┌──

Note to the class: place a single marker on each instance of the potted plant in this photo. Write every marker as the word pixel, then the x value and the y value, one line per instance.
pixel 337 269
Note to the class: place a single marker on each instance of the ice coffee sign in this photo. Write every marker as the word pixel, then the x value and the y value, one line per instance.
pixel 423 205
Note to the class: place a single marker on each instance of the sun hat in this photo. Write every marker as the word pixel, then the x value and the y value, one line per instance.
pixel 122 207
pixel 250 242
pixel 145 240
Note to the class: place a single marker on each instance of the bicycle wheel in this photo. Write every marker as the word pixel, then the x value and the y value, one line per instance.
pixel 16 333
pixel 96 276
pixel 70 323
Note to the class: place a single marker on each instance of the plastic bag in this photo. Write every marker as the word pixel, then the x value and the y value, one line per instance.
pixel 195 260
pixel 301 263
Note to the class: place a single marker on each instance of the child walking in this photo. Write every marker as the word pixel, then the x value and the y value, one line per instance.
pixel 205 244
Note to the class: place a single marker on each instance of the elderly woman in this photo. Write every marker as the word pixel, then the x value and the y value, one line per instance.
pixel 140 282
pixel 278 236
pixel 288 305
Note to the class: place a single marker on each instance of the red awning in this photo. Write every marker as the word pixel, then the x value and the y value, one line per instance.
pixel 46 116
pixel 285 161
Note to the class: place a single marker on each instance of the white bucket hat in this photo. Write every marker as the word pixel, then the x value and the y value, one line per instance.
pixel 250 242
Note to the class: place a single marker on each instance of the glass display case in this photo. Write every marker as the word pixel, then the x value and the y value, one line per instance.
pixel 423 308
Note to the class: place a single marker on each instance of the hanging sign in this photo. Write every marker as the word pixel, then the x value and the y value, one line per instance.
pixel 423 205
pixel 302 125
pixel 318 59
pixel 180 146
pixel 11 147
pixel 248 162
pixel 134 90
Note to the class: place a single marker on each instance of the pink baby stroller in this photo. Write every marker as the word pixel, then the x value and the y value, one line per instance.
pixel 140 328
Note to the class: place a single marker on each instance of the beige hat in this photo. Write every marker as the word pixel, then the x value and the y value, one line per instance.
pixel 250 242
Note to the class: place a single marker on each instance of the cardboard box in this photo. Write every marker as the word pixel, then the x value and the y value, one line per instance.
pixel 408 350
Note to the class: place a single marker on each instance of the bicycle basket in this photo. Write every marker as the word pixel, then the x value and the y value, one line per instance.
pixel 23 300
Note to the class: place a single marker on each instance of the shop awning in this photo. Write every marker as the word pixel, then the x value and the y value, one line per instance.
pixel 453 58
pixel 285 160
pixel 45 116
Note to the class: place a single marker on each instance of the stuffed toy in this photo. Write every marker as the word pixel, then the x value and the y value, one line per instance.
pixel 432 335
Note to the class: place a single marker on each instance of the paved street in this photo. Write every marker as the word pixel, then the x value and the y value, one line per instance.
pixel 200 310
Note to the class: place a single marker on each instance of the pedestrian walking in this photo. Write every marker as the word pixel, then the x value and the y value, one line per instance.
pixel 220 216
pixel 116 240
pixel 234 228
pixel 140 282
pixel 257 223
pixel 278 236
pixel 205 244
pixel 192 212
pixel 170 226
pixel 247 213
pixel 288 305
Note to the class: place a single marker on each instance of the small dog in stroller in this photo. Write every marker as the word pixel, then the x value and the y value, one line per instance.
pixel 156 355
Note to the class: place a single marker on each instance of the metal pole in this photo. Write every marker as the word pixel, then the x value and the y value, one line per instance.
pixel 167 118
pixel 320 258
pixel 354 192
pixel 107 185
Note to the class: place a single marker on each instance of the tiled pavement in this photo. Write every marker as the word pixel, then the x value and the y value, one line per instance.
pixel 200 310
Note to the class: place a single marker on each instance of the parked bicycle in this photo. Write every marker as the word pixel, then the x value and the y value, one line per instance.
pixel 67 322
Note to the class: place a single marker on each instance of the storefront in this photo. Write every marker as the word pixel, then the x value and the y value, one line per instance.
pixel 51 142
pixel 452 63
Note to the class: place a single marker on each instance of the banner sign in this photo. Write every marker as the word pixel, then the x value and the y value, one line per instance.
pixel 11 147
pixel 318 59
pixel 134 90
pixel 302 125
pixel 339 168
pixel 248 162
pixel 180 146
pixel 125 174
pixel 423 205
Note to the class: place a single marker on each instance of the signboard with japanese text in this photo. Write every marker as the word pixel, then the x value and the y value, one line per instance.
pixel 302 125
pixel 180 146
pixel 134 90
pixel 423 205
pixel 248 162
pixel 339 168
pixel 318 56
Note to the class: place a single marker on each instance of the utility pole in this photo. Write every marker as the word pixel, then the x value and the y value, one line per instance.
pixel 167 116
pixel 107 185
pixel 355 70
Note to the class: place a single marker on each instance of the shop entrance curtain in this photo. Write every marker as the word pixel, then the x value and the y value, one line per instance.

└──

Set down the whole listing again. Keep every word as it is.

Note to the class: place a single marker on each instance of the potted plant in this photo. Write every marker as the word pixel, then the x value and the y value, one line per instance.
pixel 337 269
Note to the class: place a single marker on each instance of the ice coffee sign in this photo. Write every marker as the word pixel, then the x value and the y value, one line per instance.
pixel 423 205
Note to the class: place a single marker on each instance of the sun hat in this photo. Write every marker as the word pixel, then the x value and the y value, one line per instance.
pixel 122 207
pixel 250 242
pixel 145 240
Note to the class: place a single marker on each instance of the bicycle wheel in this photo. Write every marker as the word pixel, then the x value and the y value, one line per instance.
pixel 16 333
pixel 96 276
pixel 70 323
Note to the class: place a single marker on each instance of the plastic bag in this photo. Write every marker as the word pixel, then the x value and the y value, one line per instance.
pixel 195 260
pixel 301 263
Note to the class: place a single marker on each instance of the child walking in this photo. Write every marker as the word pixel, then the x value and the y value, one line per instance.
pixel 205 244
Note to the class: place a single marker on each instance of the elderly woman in this photo. Write every marker as the word pixel, then the x value and the y value, one line per instance.
pixel 140 282
pixel 278 236
pixel 288 305
Note to the class: place a single marker on each instance of the red awning in this photo. Write every marker as the word pixel, then the x value and the y value, one line per instance.
pixel 46 116
pixel 285 161
Note to the class: place a single marker on each instance of the white bucket hat in this photo. Write every marker as the word pixel, then the x value and the y value, one line per instance.
pixel 250 242
Note to the class: place a single marker on each instance of the glass display case in this photo. Write every marker as the word pixel, then the x value and the y value, one line per instance.
pixel 423 308
Note to the class: place a single marker on each instance of the hanging sign in this photo. Write every marker as the word pixel, then the x value and the y value, one line per instance.
pixel 423 205
pixel 302 125
pixel 318 59
pixel 180 146
pixel 11 147
pixel 248 162
pixel 134 90
Note to the class: place a single marker on each instance of the pink baby stroller in this photo. Write every marker as the word pixel, then the x value and the y value, one line per instance.
pixel 140 328
Note to the class: place a single marker on each instance of the beige hat in this photo. Write every marker as the word pixel, then the x value and the y value, one line per instance.
pixel 250 242
Note to the class: place a single marker on each instance of the cardboard box in this photo. Write every marker as the word pixel, then the x value and the y value, one line per instance.
pixel 408 350
Note to the class: place a single marker on each instance of the bicycle basket in this photo. Write every marker as the word pixel, then the x value and the y value, one line per instance.
pixel 23 300
Note to the class: place a single marker on each instance of the shop awning in this photo. Write every marker as the word pixel, then the x value and the y value, one line per instance.
pixel 453 58
pixel 285 160
pixel 45 116
Note to the class: place a single marker on each instance of the stuffed toy in this photo. Write every marker as the word pixel, then the x value and the y value, one line per instance.
pixel 432 335
Note to the class: place a single marker on each instance of the paved street in this photo. Write every marker as the word pixel, then the x value and the y value, one line per instance.
pixel 200 310
Note to the class: place a single marker on each instance of the pedestrian walking in this photo. Write every marker as the word pixel, then the x value and the y value, one line per instance.
pixel 220 216
pixel 116 240
pixel 234 228
pixel 140 282
pixel 257 223
pixel 278 236
pixel 205 244
pixel 192 212
pixel 170 226
pixel 247 213
pixel 288 305
Note to the class: place a single marker on each instance of the small dog in stroller in this photo. Write every marker as the word pixel, then the x value and the y value, one line per instance.
pixel 156 355
Note to the class: place a single marker on each instance of the metal pole in this photo. Write every marker as the word pixel, then the x value and the y value, one line per instance.
pixel 167 118
pixel 320 258
pixel 354 192
pixel 107 185
Note to the class: place a single marker on each instance of the tiled pavement in this photo. Write every marker as the word pixel, then the x value and the y value, one line per instance.
pixel 200 310
Note to the class: place a single marker on each instance of the parked bicycle in this photo. Write every marker as the word pixel, then the x value and the y value, one line per instance.
pixel 67 322
Note to the class: place a single marker on each instance of the storefront in this photo. Write every marker as the word pixel, then the x value and the y value, one line per instance.
pixel 51 142
pixel 452 63
Note to the class: place a single marker on each instance of the banner sign in this photo. Write every marker as the word pixel, then the x value and the y value, one line per instance.
pixel 11 147
pixel 318 59
pixel 134 90
pixel 302 125
pixel 339 168
pixel 248 162
pixel 180 146
pixel 125 174
pixel 423 205
Note to the class: place a single marker on each instance of the signboard with japanese text in this photo. Write every marker as the word pixel, then the x value and the y value, one line per instance.
pixel 302 125
pixel 180 146
pixel 134 90
pixel 423 205
pixel 248 162
pixel 339 168
pixel 318 56
Note to the class: place a single marker on each instance of the utility pole in this photo. Write every marker as the word pixel, then the x value and the y value, one line per instance.
pixel 167 116
pixel 107 185
pixel 355 70
Note to the class: place a single marker on each instance of the shop entrance curtain in this photo. Write every marker as the word pixel, then the x value and the y value, one line per instance.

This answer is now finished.